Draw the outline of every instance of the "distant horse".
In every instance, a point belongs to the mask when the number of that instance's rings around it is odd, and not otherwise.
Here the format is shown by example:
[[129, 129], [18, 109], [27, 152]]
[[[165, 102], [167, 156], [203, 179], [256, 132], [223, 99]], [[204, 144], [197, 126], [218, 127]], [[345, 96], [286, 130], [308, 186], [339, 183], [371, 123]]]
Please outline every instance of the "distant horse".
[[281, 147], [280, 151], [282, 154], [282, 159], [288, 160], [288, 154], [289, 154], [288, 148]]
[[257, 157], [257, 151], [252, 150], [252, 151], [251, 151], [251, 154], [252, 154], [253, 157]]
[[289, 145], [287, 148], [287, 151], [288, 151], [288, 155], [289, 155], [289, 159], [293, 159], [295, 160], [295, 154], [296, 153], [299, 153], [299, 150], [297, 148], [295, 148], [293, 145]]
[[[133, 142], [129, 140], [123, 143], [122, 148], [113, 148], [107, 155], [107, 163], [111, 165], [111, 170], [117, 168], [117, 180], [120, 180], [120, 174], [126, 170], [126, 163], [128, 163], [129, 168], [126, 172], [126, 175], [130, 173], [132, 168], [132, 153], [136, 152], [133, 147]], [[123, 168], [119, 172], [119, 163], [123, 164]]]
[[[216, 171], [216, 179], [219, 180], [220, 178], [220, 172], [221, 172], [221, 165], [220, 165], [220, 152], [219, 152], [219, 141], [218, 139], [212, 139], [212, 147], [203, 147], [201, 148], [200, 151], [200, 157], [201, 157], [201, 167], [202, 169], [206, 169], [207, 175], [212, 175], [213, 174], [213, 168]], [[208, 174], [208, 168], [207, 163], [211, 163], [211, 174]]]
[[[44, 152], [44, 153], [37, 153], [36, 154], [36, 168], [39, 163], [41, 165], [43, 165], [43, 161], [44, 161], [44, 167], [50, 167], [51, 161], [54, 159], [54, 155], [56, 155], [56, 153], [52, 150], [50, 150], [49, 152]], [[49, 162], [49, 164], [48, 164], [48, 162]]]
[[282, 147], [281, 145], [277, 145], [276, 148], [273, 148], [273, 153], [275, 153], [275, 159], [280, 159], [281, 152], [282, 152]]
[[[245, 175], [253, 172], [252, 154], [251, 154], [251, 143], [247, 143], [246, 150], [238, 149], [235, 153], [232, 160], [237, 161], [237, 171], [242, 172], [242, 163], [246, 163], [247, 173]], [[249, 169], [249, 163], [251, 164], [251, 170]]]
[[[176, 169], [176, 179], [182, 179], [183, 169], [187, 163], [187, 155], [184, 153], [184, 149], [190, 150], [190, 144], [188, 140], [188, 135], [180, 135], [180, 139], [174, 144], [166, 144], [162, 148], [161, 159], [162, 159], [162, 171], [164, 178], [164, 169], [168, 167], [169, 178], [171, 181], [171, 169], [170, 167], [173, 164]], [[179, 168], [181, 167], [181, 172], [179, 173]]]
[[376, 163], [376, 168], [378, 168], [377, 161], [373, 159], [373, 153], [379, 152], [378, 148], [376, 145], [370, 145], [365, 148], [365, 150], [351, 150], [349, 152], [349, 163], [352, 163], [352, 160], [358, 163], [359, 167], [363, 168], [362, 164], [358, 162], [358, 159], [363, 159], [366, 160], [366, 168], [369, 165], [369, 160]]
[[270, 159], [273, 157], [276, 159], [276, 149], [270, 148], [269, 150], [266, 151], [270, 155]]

————

> **GOAL OF THE EXERCISE**
Please present each line of the data above as a numbered list, skipping any blank lines.

> **OUTPUT FOR THIS TASK**
1. Draw the outline of every instance of the "distant horse".
2. In every instance, a point belongs to the mask when the number of that instance's rings around it is odd, and not otherwise.
3. Here the format is shown by example:
4. [[129, 129], [18, 109], [27, 152]]
5. [[[165, 102], [167, 156], [203, 179], [256, 132], [223, 99]], [[204, 144], [197, 126], [218, 127]], [[345, 96], [286, 130], [308, 186], [339, 183], [371, 123]]]
6. Please outline every instance of the "distant horse".
7. [[281, 147], [280, 151], [282, 154], [282, 159], [288, 160], [288, 154], [289, 154], [288, 148]]
8. [[257, 157], [257, 151], [252, 150], [252, 151], [251, 151], [251, 154], [252, 154], [253, 157]]
9. [[289, 145], [287, 148], [287, 151], [288, 151], [288, 155], [289, 155], [289, 159], [293, 159], [295, 160], [295, 154], [296, 153], [299, 153], [299, 150], [297, 148], [295, 148], [293, 145]]
10. [[[133, 142], [129, 140], [123, 143], [122, 148], [113, 148], [107, 155], [107, 163], [111, 165], [111, 170], [117, 168], [117, 180], [120, 180], [120, 174], [126, 170], [126, 163], [128, 163], [129, 168], [126, 172], [126, 175], [130, 173], [132, 168], [132, 153], [136, 152], [133, 147]], [[123, 168], [119, 172], [119, 163], [123, 164]]]
11. [[[216, 171], [216, 179], [219, 180], [220, 178], [220, 172], [221, 172], [221, 165], [220, 165], [220, 152], [219, 152], [219, 141], [218, 139], [212, 139], [212, 147], [203, 147], [201, 148], [200, 151], [200, 157], [201, 157], [201, 167], [202, 169], [206, 169], [207, 175], [212, 175], [213, 174], [213, 168]], [[208, 174], [208, 168], [207, 163], [211, 163], [211, 174]]]
12. [[[44, 152], [44, 153], [37, 153], [36, 154], [36, 168], [39, 163], [41, 165], [43, 165], [43, 161], [44, 161], [44, 167], [50, 167], [51, 161], [54, 159], [54, 155], [56, 155], [56, 153], [52, 150], [50, 150], [49, 152]], [[49, 162], [49, 164], [48, 164], [48, 162]]]
13. [[282, 147], [281, 145], [277, 145], [276, 148], [273, 148], [273, 153], [275, 153], [275, 159], [280, 159], [281, 152], [282, 152]]
14. [[[245, 175], [253, 172], [252, 154], [251, 154], [251, 143], [247, 143], [246, 150], [238, 149], [235, 153], [232, 160], [237, 161], [237, 171], [242, 172], [242, 163], [246, 163], [247, 173]], [[249, 169], [249, 163], [251, 164], [251, 170]]]
15. [[[176, 169], [176, 179], [182, 179], [183, 169], [187, 163], [187, 155], [184, 153], [184, 149], [190, 150], [190, 144], [188, 140], [188, 135], [180, 135], [180, 139], [174, 144], [166, 144], [162, 148], [161, 159], [162, 159], [162, 171], [164, 178], [164, 169], [168, 167], [169, 178], [171, 181], [171, 169], [170, 167], [173, 164]], [[179, 168], [181, 167], [181, 172], [179, 173]]]
16. [[376, 163], [376, 168], [378, 168], [377, 161], [373, 159], [373, 153], [379, 152], [378, 148], [376, 145], [370, 145], [365, 148], [365, 150], [351, 150], [349, 152], [349, 163], [352, 163], [352, 160], [358, 163], [359, 167], [363, 168], [362, 164], [358, 162], [358, 159], [363, 159], [366, 160], [366, 168], [369, 165], [369, 160]]
17. [[270, 159], [273, 157], [276, 159], [276, 149], [270, 148], [269, 150], [266, 151], [270, 155]]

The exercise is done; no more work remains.